Request » Copy out the listing below line for line, with every character unchanged.

═══ Records provided

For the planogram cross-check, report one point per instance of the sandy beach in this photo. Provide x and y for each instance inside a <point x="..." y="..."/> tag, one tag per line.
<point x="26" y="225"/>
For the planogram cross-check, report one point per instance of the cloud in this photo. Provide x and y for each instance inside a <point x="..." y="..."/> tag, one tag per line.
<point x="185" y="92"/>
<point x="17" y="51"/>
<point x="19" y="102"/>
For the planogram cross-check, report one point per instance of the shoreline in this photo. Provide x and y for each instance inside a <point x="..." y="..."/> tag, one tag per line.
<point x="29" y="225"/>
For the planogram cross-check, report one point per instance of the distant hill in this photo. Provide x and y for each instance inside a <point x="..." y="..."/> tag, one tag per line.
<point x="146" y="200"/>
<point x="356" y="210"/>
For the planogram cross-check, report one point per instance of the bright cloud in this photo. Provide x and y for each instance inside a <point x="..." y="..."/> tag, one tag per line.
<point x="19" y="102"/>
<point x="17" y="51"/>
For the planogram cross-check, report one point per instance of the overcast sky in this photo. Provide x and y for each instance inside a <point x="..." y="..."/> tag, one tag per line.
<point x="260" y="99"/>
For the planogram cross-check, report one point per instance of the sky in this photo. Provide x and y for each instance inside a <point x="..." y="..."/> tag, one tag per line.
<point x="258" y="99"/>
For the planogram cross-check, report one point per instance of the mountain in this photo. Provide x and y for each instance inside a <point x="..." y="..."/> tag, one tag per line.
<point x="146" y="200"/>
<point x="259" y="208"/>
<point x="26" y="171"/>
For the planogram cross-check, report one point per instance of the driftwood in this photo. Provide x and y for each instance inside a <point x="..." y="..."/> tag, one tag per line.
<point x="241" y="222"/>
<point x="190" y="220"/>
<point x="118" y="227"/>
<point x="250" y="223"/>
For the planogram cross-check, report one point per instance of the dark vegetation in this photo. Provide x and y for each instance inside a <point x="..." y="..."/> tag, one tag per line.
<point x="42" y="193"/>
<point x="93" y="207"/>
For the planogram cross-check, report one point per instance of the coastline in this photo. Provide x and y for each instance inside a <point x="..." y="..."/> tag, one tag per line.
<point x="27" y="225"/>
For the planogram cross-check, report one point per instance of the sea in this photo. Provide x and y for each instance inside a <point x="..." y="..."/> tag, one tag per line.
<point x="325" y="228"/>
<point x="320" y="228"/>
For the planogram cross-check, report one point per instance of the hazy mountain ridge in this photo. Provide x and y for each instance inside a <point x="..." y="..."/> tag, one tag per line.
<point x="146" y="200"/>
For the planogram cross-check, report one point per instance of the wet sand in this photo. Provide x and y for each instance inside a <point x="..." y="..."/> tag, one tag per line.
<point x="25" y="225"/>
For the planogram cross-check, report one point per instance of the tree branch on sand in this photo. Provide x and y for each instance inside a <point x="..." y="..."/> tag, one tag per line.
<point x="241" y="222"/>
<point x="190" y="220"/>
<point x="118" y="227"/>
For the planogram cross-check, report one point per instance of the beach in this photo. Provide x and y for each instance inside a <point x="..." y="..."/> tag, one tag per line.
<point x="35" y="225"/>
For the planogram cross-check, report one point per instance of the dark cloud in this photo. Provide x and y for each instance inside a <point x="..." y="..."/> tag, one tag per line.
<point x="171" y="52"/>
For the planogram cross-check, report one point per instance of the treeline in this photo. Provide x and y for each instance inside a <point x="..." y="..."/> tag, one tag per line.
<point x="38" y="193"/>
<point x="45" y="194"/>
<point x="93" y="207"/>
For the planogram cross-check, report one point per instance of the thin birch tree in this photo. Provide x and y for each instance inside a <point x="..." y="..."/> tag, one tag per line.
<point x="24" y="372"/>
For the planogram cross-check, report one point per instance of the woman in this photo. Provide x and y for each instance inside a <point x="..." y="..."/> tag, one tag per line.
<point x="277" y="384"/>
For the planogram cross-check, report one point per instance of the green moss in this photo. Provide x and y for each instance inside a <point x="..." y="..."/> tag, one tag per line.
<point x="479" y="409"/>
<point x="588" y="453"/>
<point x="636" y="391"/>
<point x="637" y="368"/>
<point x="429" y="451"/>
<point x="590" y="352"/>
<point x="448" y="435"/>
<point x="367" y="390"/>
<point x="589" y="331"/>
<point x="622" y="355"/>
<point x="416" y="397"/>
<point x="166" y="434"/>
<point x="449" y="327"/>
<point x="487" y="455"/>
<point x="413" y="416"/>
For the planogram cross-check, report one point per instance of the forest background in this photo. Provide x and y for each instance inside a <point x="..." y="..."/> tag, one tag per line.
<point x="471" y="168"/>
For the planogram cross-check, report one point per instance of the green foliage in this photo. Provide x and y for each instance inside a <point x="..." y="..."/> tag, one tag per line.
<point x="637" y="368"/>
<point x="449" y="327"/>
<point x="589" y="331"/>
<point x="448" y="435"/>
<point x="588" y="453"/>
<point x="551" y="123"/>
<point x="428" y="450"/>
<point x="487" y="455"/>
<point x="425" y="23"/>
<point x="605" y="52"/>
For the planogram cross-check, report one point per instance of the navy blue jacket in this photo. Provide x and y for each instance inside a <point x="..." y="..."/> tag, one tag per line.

══════

Correct answer »
For the planogram cross-check, report one point per instance of the sandy beach in this photo. Provide x and y for each instance inside a <point x="..." y="..."/> tag, one tag per line.
<point x="26" y="225"/>
For the planogram cross-check, report one point per instance of the cloud in this photo. Provide x and y for each instance inside a <point x="..." y="..."/> tag, one tag per line.
<point x="185" y="92"/>
<point x="17" y="51"/>
<point x="19" y="102"/>
For the planogram cross-check, report one point per instance of the shoreline in this photo. Provide x and y for each instance inside a <point x="..." y="..."/> tag, one tag per line.
<point x="29" y="225"/>
For the planogram cross-check, report one point per instance of the distant hill in this photo. Provide x and y for each instance inside a <point x="..." y="..."/> tag, one tag per line.
<point x="146" y="200"/>
<point x="356" y="210"/>
For the planogram cross-check, report one point per instance of the bright cloud in this photo. Provide x and y for each instance inside a <point x="..." y="..."/> tag, one tag per line.
<point x="19" y="102"/>
<point x="17" y="51"/>
For the planogram cross-check, report one point per instance of the overcast sky in this photo. Provide x and y for each instance inside a <point x="..." y="..."/> tag, one tag per line.
<point x="260" y="99"/>
For the planogram cross-check, report one point per instance of the sky in this photo. Provide x and y for each instance inside a <point x="..." y="..."/> tag, one tag per line.
<point x="258" y="99"/>
For the planogram cross-check, report one point per instance of the mountain in this photo. Provide x and y for each instance inside a <point x="..." y="..."/> tag, one tag per line.
<point x="146" y="200"/>
<point x="259" y="208"/>
<point x="26" y="171"/>
For the planogram cross-check, report one point per instance of the driftwood in this photo. Provide x and y for each instance inside a <point x="..." y="..."/> tag, one tag per line.
<point x="241" y="222"/>
<point x="190" y="220"/>
<point x="118" y="227"/>
<point x="250" y="223"/>
For the planogram cross-check, report one point per instance of the dark vegetation in this photo. Provide x and y for each instance inside a <point x="..." y="..."/> tag, one tag per line.
<point x="42" y="193"/>
<point x="93" y="207"/>
For the planogram cross-check, report one point per instance of the coastline in this photo. Provide x and y for each instance inside a <point x="..." y="..."/> tag, one tag per line.
<point x="27" y="225"/>
For the planogram cross-check, report one point per instance of the sea in this photo. Provide x and y for each instance inside a <point x="..." y="..."/> tag, one tag per line.
<point x="325" y="228"/>
<point x="320" y="228"/>
For the planogram cross-check, report one point per instance of the hazy mountain ridge in this photo. Provide x and y for each instance inside a <point x="..." y="..."/> tag, one tag per line.
<point x="146" y="200"/>
For the planogram cross-check, report one point per instance of the wet sand in this photo. Provide x and y for each instance inside a <point x="..." y="..."/> tag, one tag per line.
<point x="25" y="225"/>
For the planogram cross-check, report one point per instance of the tree branch on sand in this photo. Provide x and y for each instance inside a <point x="..." y="..."/> tag, one tag per line.
<point x="241" y="222"/>
<point x="190" y="220"/>
<point x="118" y="227"/>
For the planogram cross-check, report one point per instance of the beach in this photo. Provide x and y for each instance inside a <point x="..." y="..."/> tag, one tag per line.
<point x="35" y="225"/>
For the planogram cross-check, report one point per instance of the dark cloud in this photo. Provide x and y for each instance inside a <point x="..." y="..."/> tag, one tag per line.
<point x="171" y="52"/>
For the planogram cross-check, report one point per instance of the treeline in this photo. Provide x and y for each instance inside a <point x="..." y="..."/> tag, one tag per line.
<point x="38" y="193"/>
<point x="45" y="194"/>
<point x="93" y="207"/>
For the planogram cross-check, report one point per instance of the thin birch tree in this photo. Provide x and y for each instance inside a <point x="..." y="..."/> tag, one tag per line.
<point x="24" y="372"/>
For the planogram cross-check, report one point per instance of the woman in this photo. Provide x and y for each instance inside a <point x="..." y="..."/> tag, one tag per line.
<point x="277" y="384"/>
For the planogram cross-check, report one point per instance of the green moss in this photo. Provide x and y for each instance inside a <point x="..." y="..."/> tag, one tag per line.
<point x="479" y="409"/>
<point x="588" y="453"/>
<point x="636" y="391"/>
<point x="637" y="368"/>
<point x="429" y="451"/>
<point x="590" y="352"/>
<point x="448" y="435"/>
<point x="367" y="390"/>
<point x="589" y="331"/>
<point x="622" y="355"/>
<point x="416" y="397"/>
<point x="166" y="434"/>
<point x="449" y="327"/>
<point x="487" y="455"/>
<point x="413" y="416"/>
For the planogram cross-check, report one point per instance of the forest background in this photo. Provide x and y for each instance inside a <point x="..." y="..."/> tag, one tag per line.
<point x="471" y="168"/>
For the planogram cross-check, report one point per instance of the green foliage in this photo. Provide x and y for each instance inside a <point x="..." y="..."/> tag, one tag per line.
<point x="637" y="368"/>
<point x="449" y="327"/>
<point x="589" y="331"/>
<point x="448" y="435"/>
<point x="588" y="453"/>
<point x="551" y="123"/>
<point x="428" y="450"/>
<point x="487" y="455"/>
<point x="425" y="23"/>
<point x="605" y="52"/>
For the planogram cross-check, report one point per instance of the navy blue jacket in this photo. Provide x and y for each instance inside a <point x="..." y="..."/> tag, one tag per line.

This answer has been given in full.